▶ What the exercise asks:
Omitting every picture, copy the lines from the one that contains "[spot] the blue shoe" through the last line of the records below, exactly and with nothing added.

───── Extracted material

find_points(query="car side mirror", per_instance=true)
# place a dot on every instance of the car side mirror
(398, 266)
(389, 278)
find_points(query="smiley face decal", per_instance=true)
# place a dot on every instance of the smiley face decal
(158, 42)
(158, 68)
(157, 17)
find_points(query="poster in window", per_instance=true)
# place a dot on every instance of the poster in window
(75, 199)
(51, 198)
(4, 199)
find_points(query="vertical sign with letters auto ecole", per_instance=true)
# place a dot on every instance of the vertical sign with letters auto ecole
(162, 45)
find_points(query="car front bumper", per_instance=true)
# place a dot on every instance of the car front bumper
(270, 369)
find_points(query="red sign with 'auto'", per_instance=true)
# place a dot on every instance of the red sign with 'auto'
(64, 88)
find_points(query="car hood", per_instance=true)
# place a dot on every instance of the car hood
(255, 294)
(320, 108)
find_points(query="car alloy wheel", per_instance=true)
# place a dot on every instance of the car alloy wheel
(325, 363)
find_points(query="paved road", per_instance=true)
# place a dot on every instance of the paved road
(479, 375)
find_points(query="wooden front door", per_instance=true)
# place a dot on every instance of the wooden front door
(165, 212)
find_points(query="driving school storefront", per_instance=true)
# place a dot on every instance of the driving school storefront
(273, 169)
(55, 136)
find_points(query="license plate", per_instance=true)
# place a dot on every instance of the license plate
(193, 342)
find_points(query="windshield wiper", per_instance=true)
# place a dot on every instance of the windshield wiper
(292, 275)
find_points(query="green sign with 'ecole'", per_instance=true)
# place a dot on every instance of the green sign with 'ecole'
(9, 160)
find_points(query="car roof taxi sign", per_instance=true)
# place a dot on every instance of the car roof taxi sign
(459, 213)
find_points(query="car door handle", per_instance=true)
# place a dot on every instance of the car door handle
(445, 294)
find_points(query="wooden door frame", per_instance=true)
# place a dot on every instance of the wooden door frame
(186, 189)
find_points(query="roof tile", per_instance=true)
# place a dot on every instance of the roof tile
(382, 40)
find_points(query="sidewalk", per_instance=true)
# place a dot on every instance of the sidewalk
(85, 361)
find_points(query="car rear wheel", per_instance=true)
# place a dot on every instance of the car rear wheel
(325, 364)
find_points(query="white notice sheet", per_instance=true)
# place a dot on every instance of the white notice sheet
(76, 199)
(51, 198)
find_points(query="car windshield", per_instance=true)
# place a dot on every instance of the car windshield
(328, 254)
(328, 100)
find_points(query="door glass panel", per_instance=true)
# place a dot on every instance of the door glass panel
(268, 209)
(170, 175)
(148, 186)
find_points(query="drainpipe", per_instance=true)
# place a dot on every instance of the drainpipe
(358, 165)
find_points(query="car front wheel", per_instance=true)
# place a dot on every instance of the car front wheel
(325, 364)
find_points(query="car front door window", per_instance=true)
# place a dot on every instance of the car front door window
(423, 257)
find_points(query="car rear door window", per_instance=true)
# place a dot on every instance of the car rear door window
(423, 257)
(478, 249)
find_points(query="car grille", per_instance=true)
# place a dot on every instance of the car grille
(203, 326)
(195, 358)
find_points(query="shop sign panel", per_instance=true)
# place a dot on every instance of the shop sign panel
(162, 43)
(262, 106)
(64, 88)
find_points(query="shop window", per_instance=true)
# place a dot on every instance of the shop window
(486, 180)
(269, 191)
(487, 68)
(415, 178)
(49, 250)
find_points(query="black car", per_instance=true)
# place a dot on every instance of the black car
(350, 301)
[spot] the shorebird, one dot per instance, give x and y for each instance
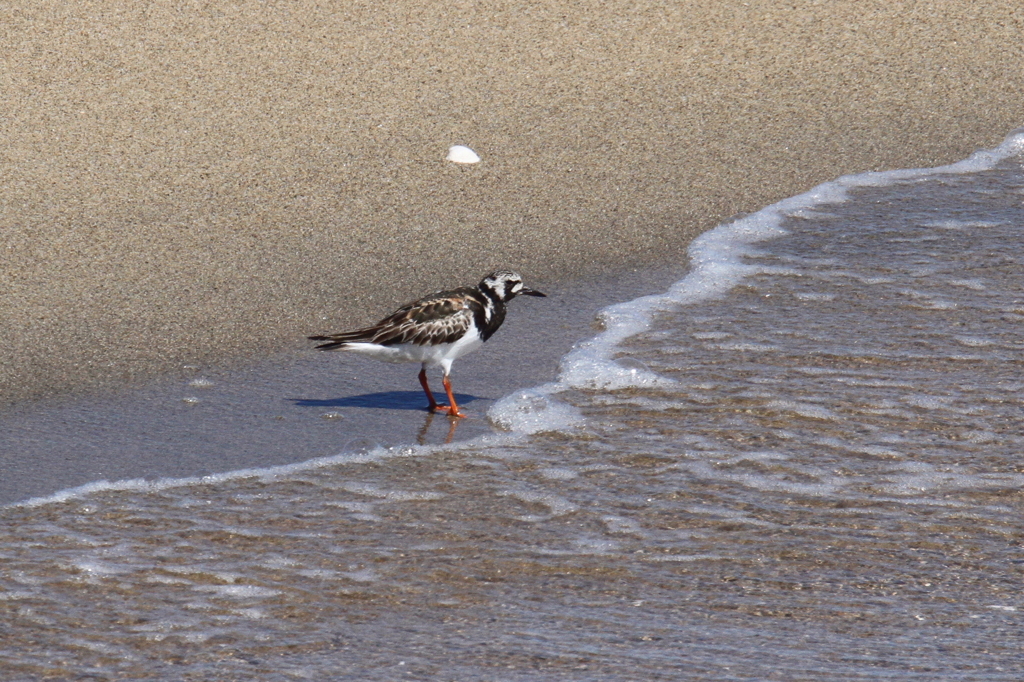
(435, 330)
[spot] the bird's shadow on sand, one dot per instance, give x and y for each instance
(382, 400)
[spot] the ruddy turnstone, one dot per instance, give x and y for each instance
(436, 330)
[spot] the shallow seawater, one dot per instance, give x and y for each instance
(818, 475)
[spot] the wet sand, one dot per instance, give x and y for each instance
(192, 185)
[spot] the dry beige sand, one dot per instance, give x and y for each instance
(187, 182)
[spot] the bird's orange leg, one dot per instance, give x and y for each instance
(454, 410)
(426, 389)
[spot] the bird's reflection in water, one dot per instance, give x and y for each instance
(421, 437)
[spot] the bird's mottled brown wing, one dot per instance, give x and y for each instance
(440, 317)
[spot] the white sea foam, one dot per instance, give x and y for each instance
(719, 260)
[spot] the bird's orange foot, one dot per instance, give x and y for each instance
(446, 410)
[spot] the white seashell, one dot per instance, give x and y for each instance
(462, 155)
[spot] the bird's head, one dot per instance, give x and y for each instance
(505, 286)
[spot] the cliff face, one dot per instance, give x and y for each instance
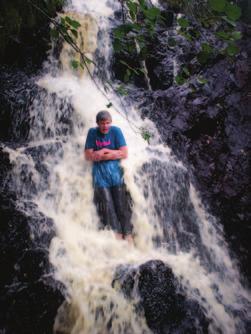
(24, 30)
(29, 295)
(207, 128)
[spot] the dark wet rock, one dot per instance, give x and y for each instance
(19, 91)
(25, 32)
(163, 300)
(29, 296)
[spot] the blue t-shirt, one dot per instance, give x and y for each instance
(107, 173)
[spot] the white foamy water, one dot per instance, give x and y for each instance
(166, 206)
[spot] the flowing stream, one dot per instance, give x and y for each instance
(170, 223)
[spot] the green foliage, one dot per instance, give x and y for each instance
(217, 5)
(221, 14)
(131, 38)
(74, 64)
(121, 90)
(109, 105)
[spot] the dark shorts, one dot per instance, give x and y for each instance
(114, 206)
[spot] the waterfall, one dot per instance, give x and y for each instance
(170, 222)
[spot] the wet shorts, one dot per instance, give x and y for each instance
(114, 206)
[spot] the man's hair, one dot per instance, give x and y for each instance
(103, 115)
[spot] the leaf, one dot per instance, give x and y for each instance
(133, 7)
(206, 47)
(74, 33)
(186, 35)
(54, 33)
(74, 64)
(183, 22)
(88, 60)
(232, 23)
(185, 71)
(73, 23)
(129, 67)
(179, 79)
(109, 105)
(203, 57)
(232, 50)
(217, 5)
(121, 90)
(233, 12)
(201, 80)
(127, 75)
(171, 42)
(236, 35)
(222, 35)
(152, 13)
(146, 135)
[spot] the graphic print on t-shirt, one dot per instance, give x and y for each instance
(103, 143)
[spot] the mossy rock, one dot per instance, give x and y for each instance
(24, 27)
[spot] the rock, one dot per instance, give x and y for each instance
(162, 299)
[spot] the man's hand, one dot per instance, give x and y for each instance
(106, 154)
(121, 153)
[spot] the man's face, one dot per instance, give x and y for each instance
(104, 125)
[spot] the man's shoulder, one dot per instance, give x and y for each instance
(92, 130)
(115, 129)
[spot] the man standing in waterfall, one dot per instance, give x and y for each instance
(105, 146)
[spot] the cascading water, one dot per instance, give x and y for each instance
(169, 221)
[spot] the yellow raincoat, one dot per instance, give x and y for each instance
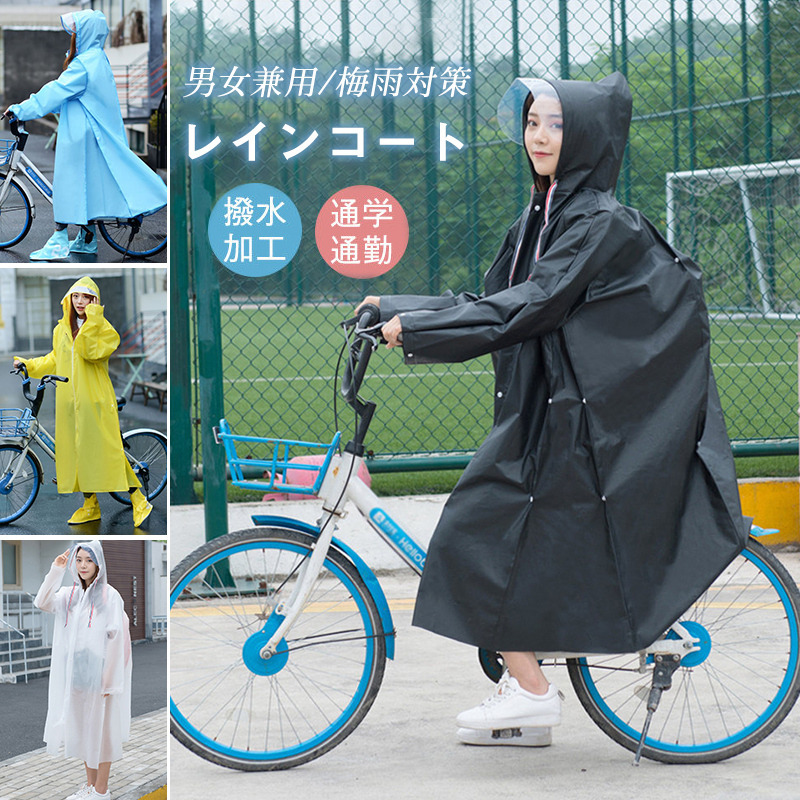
(89, 454)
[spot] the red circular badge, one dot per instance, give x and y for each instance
(362, 231)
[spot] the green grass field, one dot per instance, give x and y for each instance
(279, 364)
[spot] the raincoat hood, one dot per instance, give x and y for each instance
(95, 551)
(90, 26)
(596, 117)
(83, 285)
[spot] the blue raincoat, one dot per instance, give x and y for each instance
(96, 173)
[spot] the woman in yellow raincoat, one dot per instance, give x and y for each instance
(89, 453)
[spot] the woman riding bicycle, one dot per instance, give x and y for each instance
(89, 452)
(96, 174)
(604, 500)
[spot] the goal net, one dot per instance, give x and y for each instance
(742, 225)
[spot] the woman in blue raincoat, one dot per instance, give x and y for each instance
(89, 452)
(96, 174)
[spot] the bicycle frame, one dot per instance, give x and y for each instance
(22, 165)
(341, 483)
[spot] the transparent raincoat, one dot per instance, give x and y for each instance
(89, 453)
(89, 697)
(96, 174)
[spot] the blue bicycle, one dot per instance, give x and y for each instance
(280, 633)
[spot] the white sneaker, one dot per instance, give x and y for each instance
(516, 737)
(513, 707)
(82, 793)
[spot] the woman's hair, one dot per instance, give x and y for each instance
(73, 51)
(97, 568)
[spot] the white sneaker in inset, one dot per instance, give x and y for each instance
(516, 737)
(82, 793)
(511, 706)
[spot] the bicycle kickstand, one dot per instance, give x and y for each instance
(666, 665)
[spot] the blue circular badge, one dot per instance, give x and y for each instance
(254, 230)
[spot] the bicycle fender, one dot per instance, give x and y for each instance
(367, 575)
(160, 434)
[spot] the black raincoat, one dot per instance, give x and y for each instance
(604, 500)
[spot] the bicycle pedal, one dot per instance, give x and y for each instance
(517, 737)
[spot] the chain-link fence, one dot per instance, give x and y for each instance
(713, 160)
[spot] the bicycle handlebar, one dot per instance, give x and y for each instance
(19, 133)
(358, 358)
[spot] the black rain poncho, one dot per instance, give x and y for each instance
(604, 500)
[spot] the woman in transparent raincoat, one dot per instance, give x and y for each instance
(96, 174)
(89, 453)
(89, 696)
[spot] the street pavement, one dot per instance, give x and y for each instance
(43, 224)
(50, 511)
(406, 746)
(27, 772)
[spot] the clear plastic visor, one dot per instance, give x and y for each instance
(68, 23)
(512, 103)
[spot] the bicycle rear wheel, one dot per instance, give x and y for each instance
(15, 215)
(139, 237)
(146, 452)
(17, 496)
(724, 698)
(232, 707)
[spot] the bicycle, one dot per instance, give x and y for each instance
(21, 472)
(280, 633)
(17, 208)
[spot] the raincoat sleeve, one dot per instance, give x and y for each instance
(47, 596)
(97, 338)
(543, 303)
(118, 648)
(70, 84)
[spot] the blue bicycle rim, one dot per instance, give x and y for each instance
(24, 231)
(31, 497)
(333, 727)
(783, 689)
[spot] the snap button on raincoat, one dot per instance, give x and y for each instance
(89, 453)
(96, 174)
(91, 658)
(604, 500)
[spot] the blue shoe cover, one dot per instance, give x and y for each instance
(80, 245)
(56, 249)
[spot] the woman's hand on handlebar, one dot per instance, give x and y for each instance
(369, 300)
(392, 331)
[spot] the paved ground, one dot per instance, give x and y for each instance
(50, 511)
(406, 745)
(43, 225)
(28, 773)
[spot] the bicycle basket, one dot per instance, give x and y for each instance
(14, 421)
(284, 468)
(7, 147)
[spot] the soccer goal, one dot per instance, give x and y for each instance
(742, 224)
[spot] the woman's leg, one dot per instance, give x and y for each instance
(91, 775)
(525, 668)
(101, 780)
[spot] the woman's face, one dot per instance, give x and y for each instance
(80, 301)
(543, 133)
(87, 569)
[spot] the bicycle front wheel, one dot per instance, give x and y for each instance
(727, 696)
(15, 214)
(146, 452)
(17, 493)
(233, 707)
(138, 237)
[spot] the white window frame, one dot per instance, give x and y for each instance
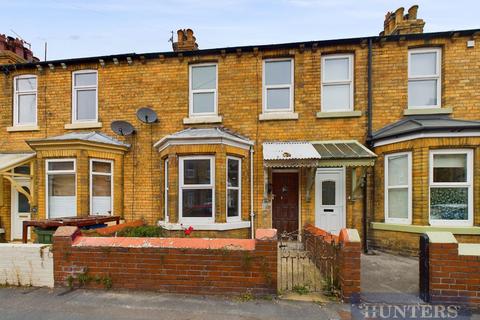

──────────

▶ Response:
[spot] the blue shoe cover, one dot per instance, give x and y for each instance
(80, 245)
(56, 249)
[spot] the woman's hand on handlebar, one dot per instance, give x and y for each instance
(369, 300)
(392, 331)
[spot] the paved ground, one dot per instance, give x and y for each instance
(50, 511)
(406, 745)
(43, 225)
(28, 773)
[spot] the bicycle basket, one dot per instance, give x and y for each instance
(14, 421)
(284, 468)
(7, 147)
[spot] the soccer goal, one dot per instance, give x and y for each instance
(742, 224)
[spot] the woman's leg, one dot per instance, give x and y for each instance
(91, 775)
(525, 668)
(101, 780)
[spot] the woman's face, one dot per instance, give x and y for each instance
(80, 301)
(543, 133)
(87, 569)
[spot] the bicycle front wheel, one dot per instance, give x and y for each instance
(727, 696)
(15, 214)
(146, 452)
(17, 493)
(233, 707)
(138, 237)
[spot] the white window frame, one dot per instance, give x and y for each instance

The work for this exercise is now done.